The Istanbuls have the guns, self protection and anti-submarine warfare systems of the Ada-class. but with twice the number of anti-ship missiles and will be equipped with the indigenous MDAS vertical launching system.

The first ship of the class, TCG Istanbul, was laid down on 19 January 2017. The fifth and largest modern warship to be both indigenously designed and built in Turkey under the MILGEM program, it is claimed that more than 75% of its systems are of indigenous manufacture. Its steel cutting ceremony was attended by Turkish Defence Minister Fikri Işık and senior military officers, including Admiral Bülent Bostanoğlu, Commander of the Turkish Naval Forces.

Construction took six years and the vessel was commissioned into service on 19 January 2024.

=== Sensors and systems ===
Combat operations are managed by the network-centric ADVENT Combat Management System (CMS). The frigate is equipped with an electronic warfare system and an infrared detection and tracking system developed by the Turkish company Aselsan. Additional ship systems and software are supplied by Havelsan, along with components from various local subcontractors.

################

DESCRIPTION OF THE TASK: Copy the passage on the Istanbul-class frigates in full, word for word.

DATASET EXCERPT:
################

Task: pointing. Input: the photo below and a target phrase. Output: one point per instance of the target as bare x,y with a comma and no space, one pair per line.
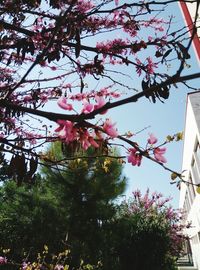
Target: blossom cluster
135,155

################

EXERCISE SOLUTION:
The Istanbuls have the guns, self protection and anti-submarine warfare systems of the Ada-class. but with twice the number of anti-ship missiles and will be equipped with the indigenous MDAS vertical launching system.

The first ship of the class, TCG Istanbul, was laid down on 19 January 2017. The fifth and largest modern warship to be both indigenously designed and built in Turkey under the MILGEM program, it is claimed that more than 75% of its systems are of indigenous manufacture. Its steel cutting ceremony was attended by Turkish Defence Minister Fikri Işık and senior military officers, including Admiral Bülent Bostanoğlu, Commander of the Turkish Naval Forces.

Construction took six years and the vessel was commissioned into service on 19 January 2024.

=== Sensors and systems ===
Combat operations are managed by the network-centric ADVENT Combat Management System (CMS). The frigate is equipped with an electronic warfare system and an infrared detection and tracking system developed by the Turkish company Aselsan. Additional ship systems and software are supplied by Havelsan, along with components from various local subcontractors.